● **What this exercise asks**
1. Retype everything in the Amethyst computer thread from "For folks that" down to "in good repair?".
2. Write the next part of the Amethyst computer thread, picking up after its final sentence.

● **Selected extract**
======

Documentation is lacking, sadly. My intent was to create a series of in-depth videos describing how various aspects of the system work in detail, but I'm somewhat behind on that.
For folks that say "using an ATMEGA is cheating":... I agree! That was a guiding principle behind my 6809 computer project (Ultim809)--use only period hardware and no programmable chips (apart from EPROM). Amethyst originated a bit differently. Initially it started out as a neat hack to get 8-bit color video from a non-overclocked AVR without expensive external chips. And then I discovered the mechanical keyboard community and was able to source keyswitches and keycaps, and, well, in for a penny, in for a pound.
Matt, may I ask how you made the documentation? It's wonderful - its appearance is so in-keeping with the whole project. The Ramforth Reference Manual cover page says 'Typeset on a Smith-Corona Coronet XL'. Did you use a word procssing program or text editor, if so, running on what? How do you keep the Coronet XL running in good repair?
Why not take some of the discrete components out and introduce another cpu to handle both video and sound? it would make the design much simpler and programming easier overall.

======

● **Excerpted data**
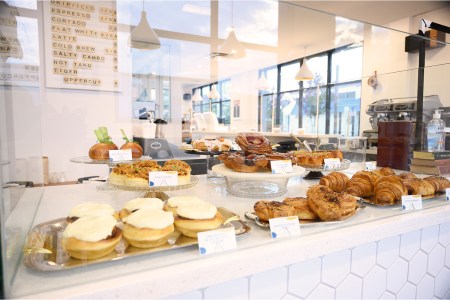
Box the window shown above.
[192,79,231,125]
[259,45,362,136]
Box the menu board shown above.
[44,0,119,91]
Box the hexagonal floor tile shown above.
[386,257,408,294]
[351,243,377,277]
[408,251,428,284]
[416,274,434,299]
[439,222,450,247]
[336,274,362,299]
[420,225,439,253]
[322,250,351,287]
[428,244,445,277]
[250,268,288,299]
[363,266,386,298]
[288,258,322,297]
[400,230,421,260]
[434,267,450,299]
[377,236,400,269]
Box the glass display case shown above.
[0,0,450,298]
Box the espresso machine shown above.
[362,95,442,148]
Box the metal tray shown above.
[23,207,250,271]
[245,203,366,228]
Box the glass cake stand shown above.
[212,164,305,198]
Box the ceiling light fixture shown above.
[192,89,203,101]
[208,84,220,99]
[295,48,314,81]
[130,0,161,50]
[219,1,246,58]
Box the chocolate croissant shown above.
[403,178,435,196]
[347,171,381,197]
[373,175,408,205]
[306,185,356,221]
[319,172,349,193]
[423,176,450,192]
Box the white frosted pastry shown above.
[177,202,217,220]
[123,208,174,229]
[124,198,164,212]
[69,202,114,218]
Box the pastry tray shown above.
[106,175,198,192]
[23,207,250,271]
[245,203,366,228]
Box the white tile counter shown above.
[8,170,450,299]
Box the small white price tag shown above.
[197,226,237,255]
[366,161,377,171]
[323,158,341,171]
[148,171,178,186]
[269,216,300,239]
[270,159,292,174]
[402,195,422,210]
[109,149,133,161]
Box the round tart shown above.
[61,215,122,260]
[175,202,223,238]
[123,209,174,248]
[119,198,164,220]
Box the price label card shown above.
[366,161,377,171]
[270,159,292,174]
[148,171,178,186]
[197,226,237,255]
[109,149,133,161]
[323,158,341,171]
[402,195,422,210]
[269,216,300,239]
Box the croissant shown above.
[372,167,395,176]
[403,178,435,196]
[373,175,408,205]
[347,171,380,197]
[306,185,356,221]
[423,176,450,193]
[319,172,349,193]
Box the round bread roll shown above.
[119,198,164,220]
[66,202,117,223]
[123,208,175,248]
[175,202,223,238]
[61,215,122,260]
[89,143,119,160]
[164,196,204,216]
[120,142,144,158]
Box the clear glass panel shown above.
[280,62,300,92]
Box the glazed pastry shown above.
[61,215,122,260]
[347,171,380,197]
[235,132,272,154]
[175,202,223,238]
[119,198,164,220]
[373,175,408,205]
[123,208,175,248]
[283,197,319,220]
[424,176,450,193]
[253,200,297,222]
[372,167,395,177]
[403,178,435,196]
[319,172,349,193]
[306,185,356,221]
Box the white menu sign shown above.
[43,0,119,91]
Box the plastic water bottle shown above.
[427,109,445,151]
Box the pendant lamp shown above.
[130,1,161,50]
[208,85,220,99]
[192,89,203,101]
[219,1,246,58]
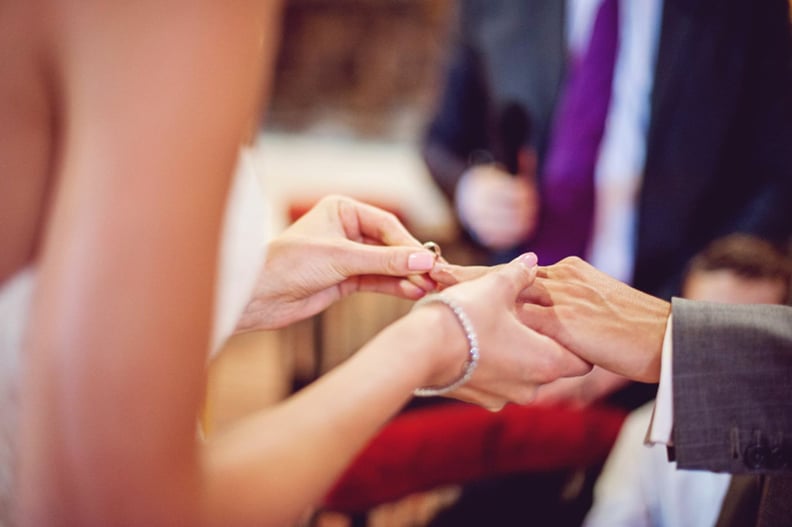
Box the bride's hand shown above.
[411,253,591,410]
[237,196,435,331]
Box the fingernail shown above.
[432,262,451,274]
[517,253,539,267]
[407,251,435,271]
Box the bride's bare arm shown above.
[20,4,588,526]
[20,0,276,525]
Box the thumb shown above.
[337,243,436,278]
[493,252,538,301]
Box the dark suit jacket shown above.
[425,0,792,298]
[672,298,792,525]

======

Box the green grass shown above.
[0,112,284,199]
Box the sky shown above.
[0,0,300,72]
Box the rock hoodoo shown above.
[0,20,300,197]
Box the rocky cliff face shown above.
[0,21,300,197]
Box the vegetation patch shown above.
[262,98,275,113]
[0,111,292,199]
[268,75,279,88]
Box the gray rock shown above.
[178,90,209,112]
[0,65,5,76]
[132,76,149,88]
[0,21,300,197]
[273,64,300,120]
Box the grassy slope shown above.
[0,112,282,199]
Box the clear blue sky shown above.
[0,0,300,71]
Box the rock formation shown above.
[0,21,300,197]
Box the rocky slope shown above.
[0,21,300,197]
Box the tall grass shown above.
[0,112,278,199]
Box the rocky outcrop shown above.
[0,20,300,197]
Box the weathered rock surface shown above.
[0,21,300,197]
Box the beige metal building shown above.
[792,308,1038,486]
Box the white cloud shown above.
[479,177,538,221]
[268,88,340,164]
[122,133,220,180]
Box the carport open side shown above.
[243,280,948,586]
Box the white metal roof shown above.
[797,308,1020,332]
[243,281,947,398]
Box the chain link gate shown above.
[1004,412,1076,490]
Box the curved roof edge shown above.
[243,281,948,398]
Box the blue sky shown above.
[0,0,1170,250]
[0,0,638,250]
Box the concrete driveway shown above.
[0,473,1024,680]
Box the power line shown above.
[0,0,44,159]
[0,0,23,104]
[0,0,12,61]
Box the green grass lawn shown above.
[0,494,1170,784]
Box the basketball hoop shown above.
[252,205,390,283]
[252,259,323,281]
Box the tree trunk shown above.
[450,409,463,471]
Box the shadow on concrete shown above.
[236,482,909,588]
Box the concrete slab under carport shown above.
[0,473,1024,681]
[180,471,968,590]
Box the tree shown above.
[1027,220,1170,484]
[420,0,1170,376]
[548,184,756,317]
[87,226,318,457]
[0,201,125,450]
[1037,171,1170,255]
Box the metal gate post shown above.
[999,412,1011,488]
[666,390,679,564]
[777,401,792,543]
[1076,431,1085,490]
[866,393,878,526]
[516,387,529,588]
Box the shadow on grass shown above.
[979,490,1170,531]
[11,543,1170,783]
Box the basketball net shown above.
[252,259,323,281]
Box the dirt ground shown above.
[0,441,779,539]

======

● **The results**
1.
For folks that say "using an ATMEGA is cheating":... I agree! That was a guiding principle behind my 6809 computer project (Ultim809)--use only period hardware and no programmable chips (apart from EPROM). Amethyst originated a bit differently. Initially it started out as a neat hack to get 8-bit color video from a non-overclocked AVR without expensive external chips. And then I discovered the mechanical keyboard community and was able to source keyswitches and keycaps, and, well, in for a penny, in for a pound.
Matt, may I ask how you made the documentation? It's wonderful - its appearance is so in-keeping with the whole project. The Ramforth Reference Manual cover page says 'Typeset on a Smith-Corona Coronet XL'. Did you use a word procssing program or text editor, if so, running on what? How do you keep the Coronet XL running in good repair?

2.
Also, why not use a more capable cpu with more embedded ram? These things are very cheap nowadays.
Works fine with the (now vestigial) composite input on modern TVs. I’ve also usd an upscaler called the RetroTINK 2X to convert composite to HDMI, and it has superb picture quality.
I recently bought Ben Eater's 6502 kit. One of the things I've been meaning to do is figure out how to get it to talk to a serial port for terminal access.
A while ago on YouTube, I watched a series where someone was restoring their IMSAI 8080 (the machine from WarGames) and learned it and the original Altair were a lot more capable than their front panels made them seem due to the S-100 expansion slots inside that sit on the bus. The first card the video showed was a terminal connection so he could send/receive commands using a VT-100 terminal (an emulator on a normal PC in this case). The cool thing I learned is that the way this worked is that the terminal board on the IMSAI would simply send the same screen info over and over again across the serial port, and it was up to the terminal to display this data on screen (making terminals like little dedicated computers themselves). I don't know how I thought this worked, but it was cool to see him debugging it.
Seems a lot easier than trying to get a direct-connected display up and running and having to figure out all the signals and colors, etc. That said, I haven't actually done this yet, so the devil may be in the details.
Saw this a few times on HN, but immediately thought of it and feel its an appropriate response to your friend.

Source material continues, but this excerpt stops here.